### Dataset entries
****************************************

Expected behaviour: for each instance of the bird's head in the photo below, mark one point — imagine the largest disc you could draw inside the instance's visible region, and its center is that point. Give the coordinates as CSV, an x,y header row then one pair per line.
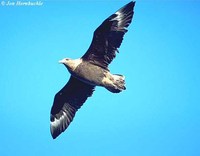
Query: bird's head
x,y
70,64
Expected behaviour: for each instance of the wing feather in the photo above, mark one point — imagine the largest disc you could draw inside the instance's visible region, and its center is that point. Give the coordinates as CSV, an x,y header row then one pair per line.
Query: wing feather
x,y
108,37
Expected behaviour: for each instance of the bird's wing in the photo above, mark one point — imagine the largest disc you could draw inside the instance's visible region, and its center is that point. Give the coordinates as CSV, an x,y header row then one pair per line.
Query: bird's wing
x,y
108,37
66,102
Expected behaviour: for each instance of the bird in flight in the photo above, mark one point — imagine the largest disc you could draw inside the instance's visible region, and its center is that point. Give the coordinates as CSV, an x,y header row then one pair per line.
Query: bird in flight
x,y
91,70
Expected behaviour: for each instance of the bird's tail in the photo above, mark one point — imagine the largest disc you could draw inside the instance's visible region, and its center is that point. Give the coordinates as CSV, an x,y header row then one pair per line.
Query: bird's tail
x,y
118,83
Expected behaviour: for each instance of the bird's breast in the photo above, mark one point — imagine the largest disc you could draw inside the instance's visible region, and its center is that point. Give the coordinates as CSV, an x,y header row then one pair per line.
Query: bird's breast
x,y
89,73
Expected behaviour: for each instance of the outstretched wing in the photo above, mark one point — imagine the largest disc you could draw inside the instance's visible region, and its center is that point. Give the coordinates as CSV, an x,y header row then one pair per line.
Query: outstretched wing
x,y
66,102
108,37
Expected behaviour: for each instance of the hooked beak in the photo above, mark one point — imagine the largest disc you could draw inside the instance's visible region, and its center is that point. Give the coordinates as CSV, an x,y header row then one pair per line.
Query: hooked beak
x,y
62,61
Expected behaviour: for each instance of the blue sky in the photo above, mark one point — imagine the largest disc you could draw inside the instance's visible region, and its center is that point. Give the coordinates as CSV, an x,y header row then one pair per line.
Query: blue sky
x,y
157,115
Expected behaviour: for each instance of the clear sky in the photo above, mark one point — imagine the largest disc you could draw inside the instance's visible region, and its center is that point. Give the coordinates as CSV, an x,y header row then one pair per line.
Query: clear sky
x,y
158,114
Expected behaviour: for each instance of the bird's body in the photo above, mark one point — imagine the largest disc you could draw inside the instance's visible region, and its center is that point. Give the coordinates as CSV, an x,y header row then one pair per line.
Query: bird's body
x,y
94,75
91,70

****************************************

With the pictures omitted, give every line above again exactly.

Expected behaviour: for each instance of the bird's head in the photo below, mark one point — imagine the largest disc you could draw inside the instance's visible region, and its center is that point. Give the coordinates as CSV, an x,y header row then one pair per line.
Query: bird's head
x,y
70,64
Expected behaviour: for each instance of the wing feather in the photo above, mark one point — imagine the largest disc you could draw inside the instance's visible region, and its center is that point. Give the coordinates as CSV, an x,y header row then one pair per line.
Query: wing feather
x,y
108,37
Expected behaviour: for each instance of the bird's wing in the photo above, mark one point — imagine the largest disc you could draw inside the instance's visible region, and its center is that point. Give the coordinates as CSV, an x,y header row then one pair per line.
Query: bird's wing
x,y
108,37
66,102
Expected behaviour: for each instance of the bird in flight in the photo above, mark one point — imagine the largest disc you could draw inside the instance's visible region, and its center is that point. Give the coordinates as CSV, an x,y header row then one pair per line.
Query: bird in flight
x,y
91,70
Expected behaviour: for each instance of the bird's tail in the photo above, mark one point — imagine the largest disc you could draw inside the instance's visible region, and its center is that point. Give the coordinates as CSV, an x,y header row then one pair per line.
Query: bird's tail
x,y
118,83
Expected behaviour: for each instance of the bird's breast in the photo above, mark one point — imagine the largest disc you could draw inside the instance's visible region, and its center is that point. Give the coordinates as CSV, an x,y header row then one pair per line.
Query: bird's breast
x,y
89,73
Expected behaviour: for each instance of the outstretched wing in the photo above, mark one point — imagine the largest disc you could draw inside the instance's visible region, and its center is that point. Give the coordinates as CSV, an x,y header row then one pair per line.
Query: outstretched wing
x,y
66,102
108,37
Expected behaviour: for each instance of the hooked beak in the photo above, mark one point — imagine the largest disc you could draw inside the instance's visible region, and its center is that point. Give the coordinates as CSV, an x,y header row then one pair per line.
Query: hooked beak
x,y
62,61
Expected behaviour: for each instance of the blue sky in the photo above, mark one point — imagine the largest disc you could draw inside the instance's visible region, and its center is that point. Give the coordinates as CSV, an x,y header row then one pair per line.
Query: blue sky
x,y
157,115
Expected behaviour: for each instance of the clear sky in the photo above, mark one point — imagine the largest disc you could draw inside the instance's visible region, and its center is that point. Give the coordinates as CSV, an x,y header row then one pair per line.
Query: clear sky
x,y
158,114
Expected behaviour: for each instance of the bird's body in the photo above, mark one point — imagine the largest disc you could draw inside the instance's visible region, and its center is that point. Give the coordinates as CSV, an x,y header row then one pair per line.
Query: bird's body
x,y
94,75
91,70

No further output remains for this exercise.